→ **Exercise directions**: Which lines should be repeated? Exactly the one containing "specified white bookcase" and every line after it through the end of the entries below.

*** Provided material Section Begins ***

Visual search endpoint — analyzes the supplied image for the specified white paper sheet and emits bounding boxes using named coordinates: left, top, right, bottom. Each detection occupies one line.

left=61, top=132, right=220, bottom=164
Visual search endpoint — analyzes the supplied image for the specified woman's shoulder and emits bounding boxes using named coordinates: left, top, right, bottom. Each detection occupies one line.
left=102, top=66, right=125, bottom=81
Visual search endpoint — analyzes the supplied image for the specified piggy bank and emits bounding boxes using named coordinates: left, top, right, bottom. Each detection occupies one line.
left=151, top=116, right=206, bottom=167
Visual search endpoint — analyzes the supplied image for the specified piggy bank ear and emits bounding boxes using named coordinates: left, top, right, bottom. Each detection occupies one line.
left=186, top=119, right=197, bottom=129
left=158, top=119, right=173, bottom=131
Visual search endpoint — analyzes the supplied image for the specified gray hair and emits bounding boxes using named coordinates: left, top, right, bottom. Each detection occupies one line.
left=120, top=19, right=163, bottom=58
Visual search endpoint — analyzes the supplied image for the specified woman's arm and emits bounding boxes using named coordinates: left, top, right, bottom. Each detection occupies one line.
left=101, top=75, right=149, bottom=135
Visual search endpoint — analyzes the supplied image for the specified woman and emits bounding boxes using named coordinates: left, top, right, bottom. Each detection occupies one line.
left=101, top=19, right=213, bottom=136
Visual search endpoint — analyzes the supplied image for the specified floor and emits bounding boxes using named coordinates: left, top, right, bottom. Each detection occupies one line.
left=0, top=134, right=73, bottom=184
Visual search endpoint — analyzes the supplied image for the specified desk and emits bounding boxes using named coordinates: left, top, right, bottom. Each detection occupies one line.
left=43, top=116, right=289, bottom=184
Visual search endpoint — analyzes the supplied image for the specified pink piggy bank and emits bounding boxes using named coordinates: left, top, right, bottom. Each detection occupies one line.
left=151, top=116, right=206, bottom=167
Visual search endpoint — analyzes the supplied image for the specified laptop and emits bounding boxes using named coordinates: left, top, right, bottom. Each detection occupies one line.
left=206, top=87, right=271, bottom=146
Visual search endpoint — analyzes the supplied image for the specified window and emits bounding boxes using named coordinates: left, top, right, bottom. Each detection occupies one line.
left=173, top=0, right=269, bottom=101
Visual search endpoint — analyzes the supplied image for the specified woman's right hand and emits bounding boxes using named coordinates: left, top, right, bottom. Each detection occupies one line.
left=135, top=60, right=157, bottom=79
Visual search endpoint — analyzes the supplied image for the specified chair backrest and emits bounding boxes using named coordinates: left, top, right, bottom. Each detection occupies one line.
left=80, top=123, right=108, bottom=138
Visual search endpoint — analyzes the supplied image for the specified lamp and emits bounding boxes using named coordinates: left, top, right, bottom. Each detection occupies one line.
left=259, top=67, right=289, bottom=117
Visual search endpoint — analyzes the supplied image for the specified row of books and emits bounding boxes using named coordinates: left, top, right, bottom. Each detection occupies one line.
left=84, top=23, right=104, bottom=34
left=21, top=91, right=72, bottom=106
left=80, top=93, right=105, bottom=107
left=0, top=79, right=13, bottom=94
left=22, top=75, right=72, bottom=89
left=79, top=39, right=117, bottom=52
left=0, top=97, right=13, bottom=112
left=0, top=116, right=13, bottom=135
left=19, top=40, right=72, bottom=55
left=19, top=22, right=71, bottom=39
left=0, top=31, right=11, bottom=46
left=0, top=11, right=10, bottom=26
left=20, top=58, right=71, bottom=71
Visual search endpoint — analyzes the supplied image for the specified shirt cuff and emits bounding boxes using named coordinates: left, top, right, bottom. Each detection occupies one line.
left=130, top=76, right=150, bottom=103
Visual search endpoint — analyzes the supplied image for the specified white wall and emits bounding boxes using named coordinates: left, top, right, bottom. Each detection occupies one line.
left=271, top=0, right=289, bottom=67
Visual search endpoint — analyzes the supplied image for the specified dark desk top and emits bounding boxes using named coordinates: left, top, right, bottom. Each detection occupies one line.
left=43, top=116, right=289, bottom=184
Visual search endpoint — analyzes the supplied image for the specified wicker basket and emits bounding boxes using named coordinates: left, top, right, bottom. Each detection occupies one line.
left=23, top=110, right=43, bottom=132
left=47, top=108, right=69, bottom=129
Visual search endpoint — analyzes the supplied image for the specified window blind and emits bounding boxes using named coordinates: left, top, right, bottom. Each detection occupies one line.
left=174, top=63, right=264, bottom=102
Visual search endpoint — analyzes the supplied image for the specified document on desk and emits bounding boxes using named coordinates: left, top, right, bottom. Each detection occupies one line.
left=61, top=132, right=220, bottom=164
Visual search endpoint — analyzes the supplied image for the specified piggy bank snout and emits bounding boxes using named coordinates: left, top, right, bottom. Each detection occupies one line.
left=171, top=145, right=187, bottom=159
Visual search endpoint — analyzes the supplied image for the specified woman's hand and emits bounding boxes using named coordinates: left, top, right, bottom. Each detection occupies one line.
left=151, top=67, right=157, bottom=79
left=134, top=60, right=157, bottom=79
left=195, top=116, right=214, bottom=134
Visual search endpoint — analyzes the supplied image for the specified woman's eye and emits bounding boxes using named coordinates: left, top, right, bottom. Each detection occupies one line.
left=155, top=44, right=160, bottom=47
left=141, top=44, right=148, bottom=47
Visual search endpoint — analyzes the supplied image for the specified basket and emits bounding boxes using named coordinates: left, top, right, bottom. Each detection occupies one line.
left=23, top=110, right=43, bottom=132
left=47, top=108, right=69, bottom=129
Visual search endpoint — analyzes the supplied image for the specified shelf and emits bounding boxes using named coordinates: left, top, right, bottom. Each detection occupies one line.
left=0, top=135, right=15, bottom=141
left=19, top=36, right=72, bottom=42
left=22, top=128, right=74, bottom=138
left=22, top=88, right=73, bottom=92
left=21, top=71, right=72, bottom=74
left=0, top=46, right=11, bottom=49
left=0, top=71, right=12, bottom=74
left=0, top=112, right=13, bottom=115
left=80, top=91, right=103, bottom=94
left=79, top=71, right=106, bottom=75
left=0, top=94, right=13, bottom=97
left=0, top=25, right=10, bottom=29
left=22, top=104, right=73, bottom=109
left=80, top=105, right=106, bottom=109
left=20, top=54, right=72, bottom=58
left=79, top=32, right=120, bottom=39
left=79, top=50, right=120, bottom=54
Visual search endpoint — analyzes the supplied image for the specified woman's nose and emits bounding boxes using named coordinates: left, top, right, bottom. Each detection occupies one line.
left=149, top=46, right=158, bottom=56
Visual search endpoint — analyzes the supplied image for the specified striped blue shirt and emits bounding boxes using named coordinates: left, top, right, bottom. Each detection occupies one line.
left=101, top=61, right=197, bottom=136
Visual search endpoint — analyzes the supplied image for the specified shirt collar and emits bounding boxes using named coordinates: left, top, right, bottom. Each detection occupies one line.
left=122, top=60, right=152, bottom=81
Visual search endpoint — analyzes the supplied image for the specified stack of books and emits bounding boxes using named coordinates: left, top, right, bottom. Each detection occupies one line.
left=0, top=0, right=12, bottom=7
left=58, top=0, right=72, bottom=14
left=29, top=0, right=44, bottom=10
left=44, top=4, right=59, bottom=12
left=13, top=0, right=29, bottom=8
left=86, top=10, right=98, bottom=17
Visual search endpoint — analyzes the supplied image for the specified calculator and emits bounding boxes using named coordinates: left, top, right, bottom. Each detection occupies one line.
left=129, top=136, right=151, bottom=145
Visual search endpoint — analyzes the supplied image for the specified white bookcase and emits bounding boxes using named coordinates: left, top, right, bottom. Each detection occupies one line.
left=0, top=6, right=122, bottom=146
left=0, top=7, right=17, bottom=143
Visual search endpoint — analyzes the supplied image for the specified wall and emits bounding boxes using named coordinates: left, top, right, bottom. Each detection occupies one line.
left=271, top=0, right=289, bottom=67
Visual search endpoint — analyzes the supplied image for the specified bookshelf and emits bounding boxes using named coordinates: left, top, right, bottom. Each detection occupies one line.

*** Provided material Section Ends ***

→ **Exercise response**:
Visual search endpoint — analyzes the supplied image for the specified white bookcase and emits bounding boxes using named coordinates: left, top, right, bottom. Each detection occupies one line.
left=0, top=6, right=122, bottom=146
left=0, top=7, right=17, bottom=143
Visual search endpoint — analyzes the supplied image for the specified wall and emits bounding boxes using named coordinates: left, top, right, bottom. Each detection occupies one line.
left=271, top=0, right=289, bottom=67
Visual search endpoint — analyzes the supplied image for the specified bookshelf and emits bounding boxes using named coordinates: left, top, right, bottom. Each detection occupies one line.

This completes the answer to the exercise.